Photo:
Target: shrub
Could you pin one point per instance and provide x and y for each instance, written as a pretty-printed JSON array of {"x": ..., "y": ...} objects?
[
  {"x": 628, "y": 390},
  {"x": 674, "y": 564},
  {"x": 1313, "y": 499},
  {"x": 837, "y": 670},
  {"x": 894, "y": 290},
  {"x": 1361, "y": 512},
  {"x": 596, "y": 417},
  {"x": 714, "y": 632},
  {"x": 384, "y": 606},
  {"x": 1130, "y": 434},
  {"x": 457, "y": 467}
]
━━━━━━━━━━━━━━━━━━━━━━━━━━━━━━
To do | Could you set out every line of the entries above as a numbered list, skipping any blank lines?

Answer below |
1. Photo:
2. Target: shrub
3. Could you pin one point per instance and provide x and y for each instance, written as a pretty-printed JSON array of {"x": ..., "y": ...} objects?
4. [
5.   {"x": 628, "y": 390},
6.   {"x": 674, "y": 564},
7.   {"x": 1313, "y": 499},
8.   {"x": 837, "y": 670},
9.   {"x": 894, "y": 290},
10.   {"x": 1361, "y": 512},
11.   {"x": 596, "y": 417},
12.   {"x": 714, "y": 632},
13.   {"x": 384, "y": 606},
14.   {"x": 1130, "y": 434},
15.   {"x": 457, "y": 467}
16. ]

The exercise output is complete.